### AIM OF THE EXERCISE
The expected output is every line of the data exactly as shown, minus the images.
>>>
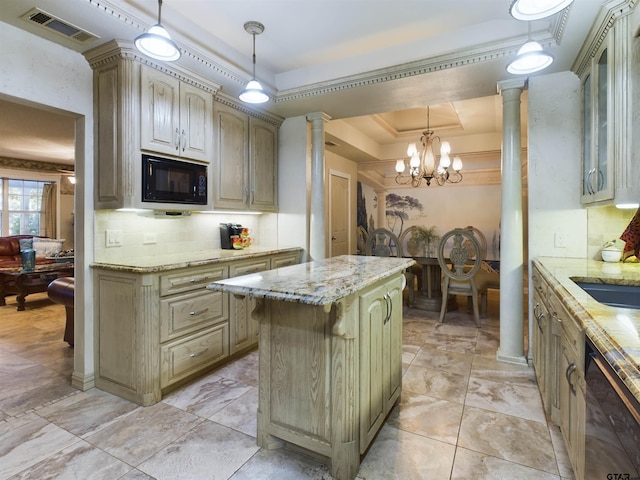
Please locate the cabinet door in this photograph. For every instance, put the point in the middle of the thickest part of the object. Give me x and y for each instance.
(572, 409)
(160, 117)
(243, 328)
(598, 130)
(196, 133)
(540, 341)
(380, 356)
(263, 145)
(231, 156)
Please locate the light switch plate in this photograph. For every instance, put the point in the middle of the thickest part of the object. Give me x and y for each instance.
(149, 238)
(113, 238)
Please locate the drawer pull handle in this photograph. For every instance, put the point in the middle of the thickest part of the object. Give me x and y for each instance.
<<<
### SOLUTION TO THIS TASK
Please locate the cabinet door in this photograph. For every instance, put the point in the middle of the thickest part of the object. Give me x and y for each instance.
(572, 409)
(160, 117)
(243, 328)
(598, 130)
(196, 133)
(540, 341)
(380, 356)
(263, 145)
(231, 156)
Please locate the light switch plate in this photograph. For every instance, put the point in the middle of the thickest part of the object. Give me x and y for each instance.
(149, 238)
(113, 238)
Please locate the drawer pull handle in this photograph. For every instance, put the point in the middle of the thickest part of the object. Give me x and y for each instance.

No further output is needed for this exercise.